The Biden administration is making a critical error by bending so deeply to the angrier wing of the Democratic Party, which is likely to be relieved of its congressional majority in the coming elections. Biden is cutting himself off from the main stream and will end up with very little to show for it. If Biden had any sense at all, he would be building a consensus agenda right now with the Republicans who will very likely control Congress next January.

 

Democrats can see what is coming, hence their slide into an even deeper than usual hysteria. They are making things worse for themselves than they had to be, demonstrating to Americans that they are not the grown-up and responsible alternative to Trumpism but only its mirror image. It is likely to occur to Americans who are not committed party cultists that the Supreme Court is neither “compromised” nor simply “gone,” as the Salon headline insists, that Senator Sinema is not a “traitor” for staking out a more moderate position than that of Senator Sanders or Vice President Harris, that ordinary political disagreement is not treason, etc.

—————

Work instructions:
**A)** For each statement about the commentary on the Biden administration and the Democrats, answer yes or no and quote the words of the commentary that decide it: (i) Republicans will very likely control Congress next January; (ii) Senator Sinema's position is described as more moderate than Senator Sanders's; (iii) Democrats are shown to be the grown-up and responsible alternative to Trumpism.
**B)** Extend the commentary on the Biden administration and the Democrats, picking up after its final sentence.
The lines that come next are separate material, not part of the commentary on the Biden administration and the Democrats.

—————

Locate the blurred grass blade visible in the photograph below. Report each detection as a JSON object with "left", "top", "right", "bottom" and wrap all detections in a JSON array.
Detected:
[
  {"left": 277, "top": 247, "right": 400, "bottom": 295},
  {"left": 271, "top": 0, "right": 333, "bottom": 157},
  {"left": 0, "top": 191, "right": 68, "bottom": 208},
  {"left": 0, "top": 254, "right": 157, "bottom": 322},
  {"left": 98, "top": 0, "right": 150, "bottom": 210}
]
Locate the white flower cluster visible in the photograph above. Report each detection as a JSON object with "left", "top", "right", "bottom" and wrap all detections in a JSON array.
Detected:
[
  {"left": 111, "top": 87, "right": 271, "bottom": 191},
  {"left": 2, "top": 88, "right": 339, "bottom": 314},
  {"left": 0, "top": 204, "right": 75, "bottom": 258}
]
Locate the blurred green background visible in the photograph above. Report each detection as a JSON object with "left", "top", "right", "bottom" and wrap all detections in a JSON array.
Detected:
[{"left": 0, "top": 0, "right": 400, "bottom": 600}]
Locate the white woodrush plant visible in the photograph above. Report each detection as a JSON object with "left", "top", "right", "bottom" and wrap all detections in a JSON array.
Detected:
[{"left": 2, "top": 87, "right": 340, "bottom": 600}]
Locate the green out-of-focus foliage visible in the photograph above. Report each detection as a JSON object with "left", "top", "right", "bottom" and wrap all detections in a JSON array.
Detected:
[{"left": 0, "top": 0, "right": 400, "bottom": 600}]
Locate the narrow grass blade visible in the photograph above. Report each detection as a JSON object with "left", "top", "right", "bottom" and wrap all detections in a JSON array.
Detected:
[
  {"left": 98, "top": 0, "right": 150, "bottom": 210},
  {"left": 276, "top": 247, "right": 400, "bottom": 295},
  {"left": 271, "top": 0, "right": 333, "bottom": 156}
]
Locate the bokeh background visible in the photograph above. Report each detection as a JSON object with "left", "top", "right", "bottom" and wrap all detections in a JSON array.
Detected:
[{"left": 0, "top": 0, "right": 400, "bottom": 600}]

—————

Replies:
**A)**
(i) Yes: "the Republicans who will very likely control Congress next January"
(ii) Yes: "staking out a more moderate position than that of Senator Sanders or Vice President Harris"
(iii) No: "they are not the grown-up and responsible alternative to Trumpism but only its mirror image"

**B)**
Republicans have already gone pretty far down that road, and it ended in disaster: the fiasco of January 6 and handing the keys to the city over to the triumvirate of President Biden, Senate majority leader Chuck Schumer, and Speaker of the House Nancy Pelosi while Donald Trump goes down to Palm Beach to sulk about his lost Twitter account. You can shout “Elections are binary!” until you are red, white, and blue in the face, but all that means in practice is that the best the “Party of Lincoln” can say for itself today is that it isn’t quite as bad as the other party — and damn the voters who disagreed in 2018 and 2020.

 

Somewhere, somehow, at some time, there must be room for a party or a leader who is willing to say that the world is not ending, but that the country faces some very serious problems that require some very serious responses and responsible long-term management, and that any plausible program for mitigating the public debt or developing a coherent geopolitical strategy will have to be, to at least some extent, bipartisan, a matter of compromise and broad consensus. Without that, any substantive program is doomed to instability and sure to be short-lived.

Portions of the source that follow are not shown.